What you will do
Count the lines in the rows below that contain the word "brown", matching case, and give only that number.

Material provided
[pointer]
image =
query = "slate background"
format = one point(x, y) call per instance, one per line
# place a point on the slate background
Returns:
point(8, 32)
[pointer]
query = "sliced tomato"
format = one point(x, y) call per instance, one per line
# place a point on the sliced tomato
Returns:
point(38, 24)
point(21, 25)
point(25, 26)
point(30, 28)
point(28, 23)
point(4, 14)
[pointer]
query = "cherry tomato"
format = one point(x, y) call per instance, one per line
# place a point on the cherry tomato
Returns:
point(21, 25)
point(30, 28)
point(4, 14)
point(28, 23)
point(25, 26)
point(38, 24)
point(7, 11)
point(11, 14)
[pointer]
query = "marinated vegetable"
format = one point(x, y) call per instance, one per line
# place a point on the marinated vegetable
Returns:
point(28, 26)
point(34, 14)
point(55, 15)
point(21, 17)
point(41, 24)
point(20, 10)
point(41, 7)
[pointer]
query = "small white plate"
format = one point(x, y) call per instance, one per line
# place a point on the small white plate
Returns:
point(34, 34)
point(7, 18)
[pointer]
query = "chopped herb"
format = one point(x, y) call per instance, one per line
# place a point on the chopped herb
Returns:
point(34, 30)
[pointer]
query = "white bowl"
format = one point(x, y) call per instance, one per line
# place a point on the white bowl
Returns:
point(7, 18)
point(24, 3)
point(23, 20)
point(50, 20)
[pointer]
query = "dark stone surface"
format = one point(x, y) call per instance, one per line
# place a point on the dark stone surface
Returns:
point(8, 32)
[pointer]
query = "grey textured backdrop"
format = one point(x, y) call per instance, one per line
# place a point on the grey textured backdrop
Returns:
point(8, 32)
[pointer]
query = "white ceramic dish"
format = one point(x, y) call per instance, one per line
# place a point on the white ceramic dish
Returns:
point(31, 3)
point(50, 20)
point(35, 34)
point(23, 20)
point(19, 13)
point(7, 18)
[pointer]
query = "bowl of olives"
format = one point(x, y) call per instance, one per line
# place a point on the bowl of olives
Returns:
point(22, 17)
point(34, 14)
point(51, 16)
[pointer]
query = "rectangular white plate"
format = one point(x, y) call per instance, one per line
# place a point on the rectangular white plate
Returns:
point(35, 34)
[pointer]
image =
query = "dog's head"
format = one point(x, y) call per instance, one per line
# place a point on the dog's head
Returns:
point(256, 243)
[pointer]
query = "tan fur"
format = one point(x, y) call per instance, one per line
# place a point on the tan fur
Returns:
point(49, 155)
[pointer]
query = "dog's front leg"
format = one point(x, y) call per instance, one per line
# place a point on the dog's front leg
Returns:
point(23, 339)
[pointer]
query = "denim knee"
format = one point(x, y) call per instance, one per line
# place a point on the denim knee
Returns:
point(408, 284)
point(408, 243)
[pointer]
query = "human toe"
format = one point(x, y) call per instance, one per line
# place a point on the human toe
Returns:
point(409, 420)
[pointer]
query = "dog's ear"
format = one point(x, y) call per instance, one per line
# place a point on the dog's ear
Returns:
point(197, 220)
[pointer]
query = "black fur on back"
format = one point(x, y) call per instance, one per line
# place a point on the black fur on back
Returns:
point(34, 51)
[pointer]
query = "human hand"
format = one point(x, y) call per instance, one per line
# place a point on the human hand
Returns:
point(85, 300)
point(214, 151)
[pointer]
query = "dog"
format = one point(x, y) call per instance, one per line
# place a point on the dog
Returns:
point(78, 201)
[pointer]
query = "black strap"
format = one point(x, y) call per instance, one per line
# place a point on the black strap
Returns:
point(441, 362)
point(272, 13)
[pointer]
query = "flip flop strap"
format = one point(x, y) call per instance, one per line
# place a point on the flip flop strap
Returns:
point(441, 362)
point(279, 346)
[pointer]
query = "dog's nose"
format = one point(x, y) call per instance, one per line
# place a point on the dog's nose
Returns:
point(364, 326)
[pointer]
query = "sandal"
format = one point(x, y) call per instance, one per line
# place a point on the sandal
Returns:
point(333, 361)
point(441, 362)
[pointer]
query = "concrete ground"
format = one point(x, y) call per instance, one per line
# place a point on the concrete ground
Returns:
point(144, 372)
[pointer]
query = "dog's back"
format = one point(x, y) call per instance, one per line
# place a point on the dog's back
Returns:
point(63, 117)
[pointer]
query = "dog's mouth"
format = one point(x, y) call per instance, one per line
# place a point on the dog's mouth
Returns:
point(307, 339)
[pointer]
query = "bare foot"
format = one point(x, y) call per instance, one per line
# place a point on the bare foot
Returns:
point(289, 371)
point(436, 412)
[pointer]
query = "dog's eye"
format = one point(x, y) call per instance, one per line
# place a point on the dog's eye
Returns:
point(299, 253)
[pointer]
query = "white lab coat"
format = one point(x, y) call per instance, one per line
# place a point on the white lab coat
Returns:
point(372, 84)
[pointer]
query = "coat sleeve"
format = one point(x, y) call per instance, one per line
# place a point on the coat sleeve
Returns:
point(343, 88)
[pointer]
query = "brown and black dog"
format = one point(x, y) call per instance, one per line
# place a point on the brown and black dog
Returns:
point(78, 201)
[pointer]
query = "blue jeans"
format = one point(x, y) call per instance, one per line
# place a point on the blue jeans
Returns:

---

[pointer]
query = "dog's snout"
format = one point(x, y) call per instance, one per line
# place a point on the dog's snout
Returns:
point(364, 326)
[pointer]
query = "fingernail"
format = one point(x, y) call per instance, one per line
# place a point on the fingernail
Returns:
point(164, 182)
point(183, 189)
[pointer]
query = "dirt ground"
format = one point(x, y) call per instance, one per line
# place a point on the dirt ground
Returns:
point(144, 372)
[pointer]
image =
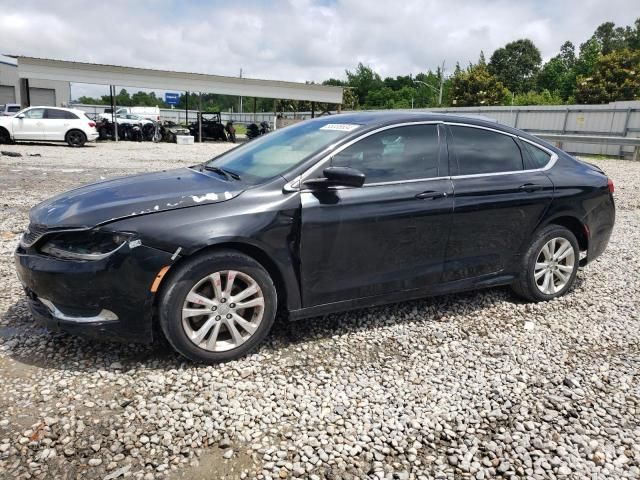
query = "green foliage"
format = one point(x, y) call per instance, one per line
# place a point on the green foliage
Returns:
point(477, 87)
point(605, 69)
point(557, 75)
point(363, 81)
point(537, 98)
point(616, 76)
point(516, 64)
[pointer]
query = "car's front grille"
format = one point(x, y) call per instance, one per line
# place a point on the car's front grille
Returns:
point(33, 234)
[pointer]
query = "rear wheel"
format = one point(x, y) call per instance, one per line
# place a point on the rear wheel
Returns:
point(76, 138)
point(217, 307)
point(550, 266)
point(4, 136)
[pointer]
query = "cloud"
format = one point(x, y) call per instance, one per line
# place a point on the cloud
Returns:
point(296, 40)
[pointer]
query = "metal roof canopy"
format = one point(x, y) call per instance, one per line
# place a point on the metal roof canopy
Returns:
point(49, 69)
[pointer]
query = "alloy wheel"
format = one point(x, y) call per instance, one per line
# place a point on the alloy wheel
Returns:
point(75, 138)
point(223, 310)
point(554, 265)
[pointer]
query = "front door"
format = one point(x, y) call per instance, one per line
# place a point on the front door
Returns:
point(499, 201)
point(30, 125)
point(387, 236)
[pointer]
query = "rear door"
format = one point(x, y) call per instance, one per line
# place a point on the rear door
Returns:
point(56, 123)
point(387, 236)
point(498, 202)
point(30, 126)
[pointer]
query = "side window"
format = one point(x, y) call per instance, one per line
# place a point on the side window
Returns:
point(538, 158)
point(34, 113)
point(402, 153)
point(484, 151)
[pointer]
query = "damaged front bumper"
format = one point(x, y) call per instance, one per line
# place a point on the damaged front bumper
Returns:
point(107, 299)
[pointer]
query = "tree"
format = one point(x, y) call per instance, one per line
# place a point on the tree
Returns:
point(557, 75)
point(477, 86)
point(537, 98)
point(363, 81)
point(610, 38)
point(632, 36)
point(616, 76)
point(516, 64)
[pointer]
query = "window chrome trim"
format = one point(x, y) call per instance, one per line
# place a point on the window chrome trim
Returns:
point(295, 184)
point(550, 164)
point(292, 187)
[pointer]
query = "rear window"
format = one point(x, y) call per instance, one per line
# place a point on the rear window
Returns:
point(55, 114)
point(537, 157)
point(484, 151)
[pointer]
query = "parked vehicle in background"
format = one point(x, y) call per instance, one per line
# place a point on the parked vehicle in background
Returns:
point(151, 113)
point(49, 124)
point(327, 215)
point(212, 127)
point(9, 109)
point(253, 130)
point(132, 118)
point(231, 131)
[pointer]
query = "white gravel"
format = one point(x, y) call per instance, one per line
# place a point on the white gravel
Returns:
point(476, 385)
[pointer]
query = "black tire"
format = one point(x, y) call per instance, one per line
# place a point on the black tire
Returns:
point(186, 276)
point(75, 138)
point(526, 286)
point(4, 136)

* * *

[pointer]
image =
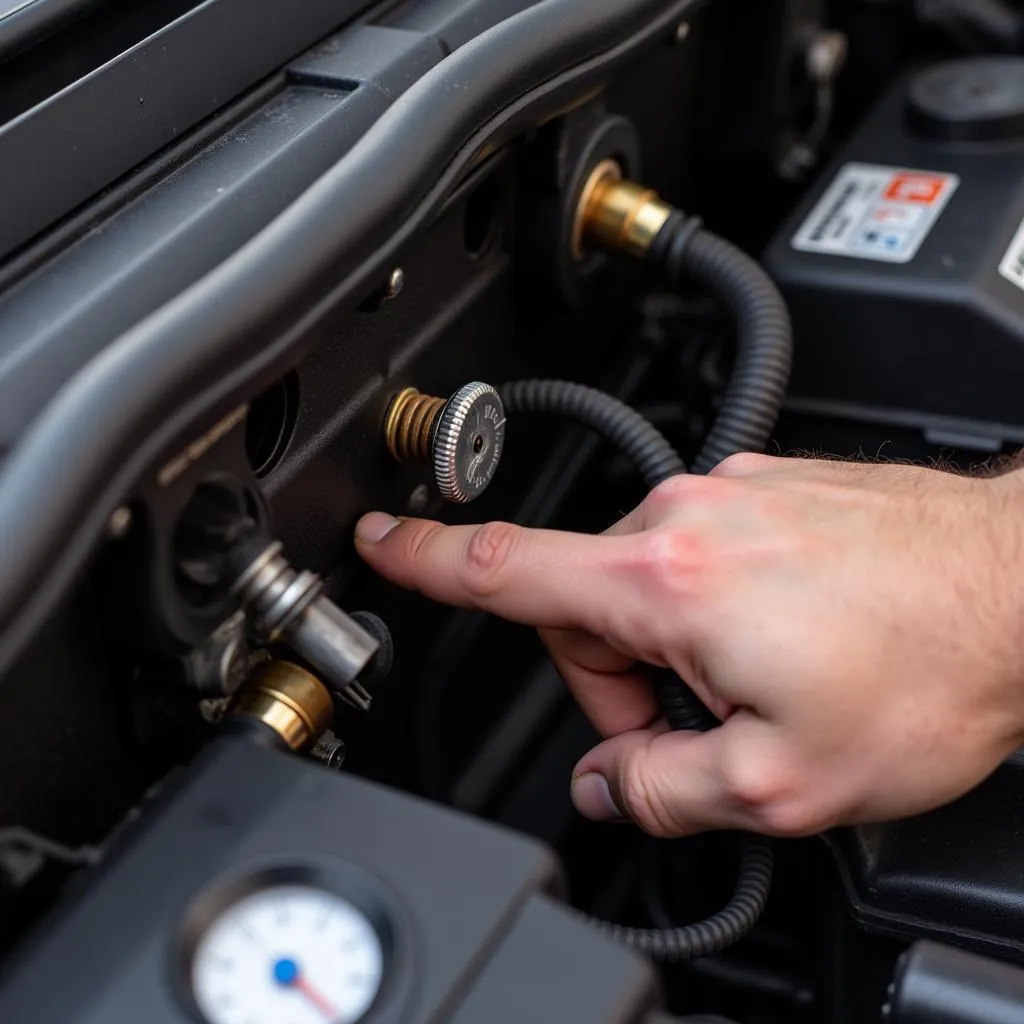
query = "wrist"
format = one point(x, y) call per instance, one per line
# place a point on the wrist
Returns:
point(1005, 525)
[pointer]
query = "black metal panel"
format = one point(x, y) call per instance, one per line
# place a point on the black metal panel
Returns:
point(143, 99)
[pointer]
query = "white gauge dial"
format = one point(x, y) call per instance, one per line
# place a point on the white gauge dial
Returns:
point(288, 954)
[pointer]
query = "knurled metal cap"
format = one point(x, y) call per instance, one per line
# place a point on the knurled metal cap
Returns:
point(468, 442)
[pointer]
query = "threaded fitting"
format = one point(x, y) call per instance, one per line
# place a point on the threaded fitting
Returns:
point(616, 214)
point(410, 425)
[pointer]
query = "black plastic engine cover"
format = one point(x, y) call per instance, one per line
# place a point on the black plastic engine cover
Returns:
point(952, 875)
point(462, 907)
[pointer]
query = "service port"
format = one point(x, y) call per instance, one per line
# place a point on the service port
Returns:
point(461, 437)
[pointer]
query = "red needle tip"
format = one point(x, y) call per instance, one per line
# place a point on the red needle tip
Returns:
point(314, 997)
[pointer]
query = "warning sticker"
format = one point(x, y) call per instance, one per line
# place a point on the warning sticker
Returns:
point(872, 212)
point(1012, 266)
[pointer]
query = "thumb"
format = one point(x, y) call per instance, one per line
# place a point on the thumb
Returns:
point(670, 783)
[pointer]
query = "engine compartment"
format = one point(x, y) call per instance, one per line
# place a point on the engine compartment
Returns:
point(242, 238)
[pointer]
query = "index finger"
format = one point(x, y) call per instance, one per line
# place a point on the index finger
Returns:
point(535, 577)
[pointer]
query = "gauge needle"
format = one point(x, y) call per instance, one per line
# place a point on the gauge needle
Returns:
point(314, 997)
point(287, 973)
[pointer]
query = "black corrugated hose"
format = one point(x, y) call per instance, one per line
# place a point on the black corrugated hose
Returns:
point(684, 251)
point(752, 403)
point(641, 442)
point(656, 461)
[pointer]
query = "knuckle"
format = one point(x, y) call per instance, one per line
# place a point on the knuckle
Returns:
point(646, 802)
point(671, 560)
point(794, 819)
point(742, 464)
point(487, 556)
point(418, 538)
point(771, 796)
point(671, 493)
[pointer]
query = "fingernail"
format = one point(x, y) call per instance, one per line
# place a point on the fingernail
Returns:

Task output
2